(Directions for this task) Reproduce in full the lines below, starting at the line containing "TARGET: dry grass" and ending at the last line. In those lines, raise every point coordinate in the answers by 98.

(Lines of data)
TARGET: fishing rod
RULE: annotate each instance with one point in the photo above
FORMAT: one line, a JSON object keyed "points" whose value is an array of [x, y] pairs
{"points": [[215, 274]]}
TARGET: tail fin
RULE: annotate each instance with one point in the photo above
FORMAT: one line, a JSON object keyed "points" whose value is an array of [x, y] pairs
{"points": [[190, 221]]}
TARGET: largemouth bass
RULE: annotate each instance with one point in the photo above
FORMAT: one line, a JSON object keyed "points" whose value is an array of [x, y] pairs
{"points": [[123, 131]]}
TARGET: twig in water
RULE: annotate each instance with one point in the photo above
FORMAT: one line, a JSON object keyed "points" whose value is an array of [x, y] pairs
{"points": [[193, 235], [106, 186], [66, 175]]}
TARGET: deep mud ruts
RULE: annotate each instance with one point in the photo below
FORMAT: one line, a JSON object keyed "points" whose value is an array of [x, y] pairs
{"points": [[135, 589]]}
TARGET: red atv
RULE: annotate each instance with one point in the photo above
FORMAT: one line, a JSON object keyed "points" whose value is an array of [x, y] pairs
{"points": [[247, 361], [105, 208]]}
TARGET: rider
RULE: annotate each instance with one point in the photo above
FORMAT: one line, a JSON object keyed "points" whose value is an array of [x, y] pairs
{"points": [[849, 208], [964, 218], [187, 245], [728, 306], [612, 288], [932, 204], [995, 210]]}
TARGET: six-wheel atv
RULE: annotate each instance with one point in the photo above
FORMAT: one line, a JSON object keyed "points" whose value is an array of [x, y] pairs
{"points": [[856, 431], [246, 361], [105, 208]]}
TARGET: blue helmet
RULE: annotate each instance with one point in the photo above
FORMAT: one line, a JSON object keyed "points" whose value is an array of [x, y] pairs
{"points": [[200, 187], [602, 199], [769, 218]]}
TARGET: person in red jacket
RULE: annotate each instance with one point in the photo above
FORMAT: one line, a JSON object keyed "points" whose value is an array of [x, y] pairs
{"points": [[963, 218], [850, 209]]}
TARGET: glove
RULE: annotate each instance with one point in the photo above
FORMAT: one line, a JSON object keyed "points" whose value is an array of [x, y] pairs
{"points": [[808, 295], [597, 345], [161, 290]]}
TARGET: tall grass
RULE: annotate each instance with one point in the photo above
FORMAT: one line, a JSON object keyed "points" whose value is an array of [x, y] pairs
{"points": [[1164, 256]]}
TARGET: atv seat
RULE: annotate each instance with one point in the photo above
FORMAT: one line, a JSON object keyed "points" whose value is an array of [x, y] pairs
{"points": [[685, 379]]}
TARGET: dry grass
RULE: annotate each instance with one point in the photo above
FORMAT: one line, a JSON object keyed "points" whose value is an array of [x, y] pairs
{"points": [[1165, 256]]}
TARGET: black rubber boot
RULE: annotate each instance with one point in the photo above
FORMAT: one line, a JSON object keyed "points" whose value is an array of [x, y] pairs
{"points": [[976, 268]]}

(Written solution)
TARGET: dry grass
RULE: annotate each instance with one point in the photo above
FORMAT: one line, a JSON object keyed "points" whose value is an array of [x, y] pairs
{"points": [[1263, 354]]}
TARGET: black rubber boot
RULE: annotate each instance with one point in the photo above
FORMAT: one line, a JSON object keyed "points" whose value is an array of [x, y] pairs
{"points": [[1074, 366]]}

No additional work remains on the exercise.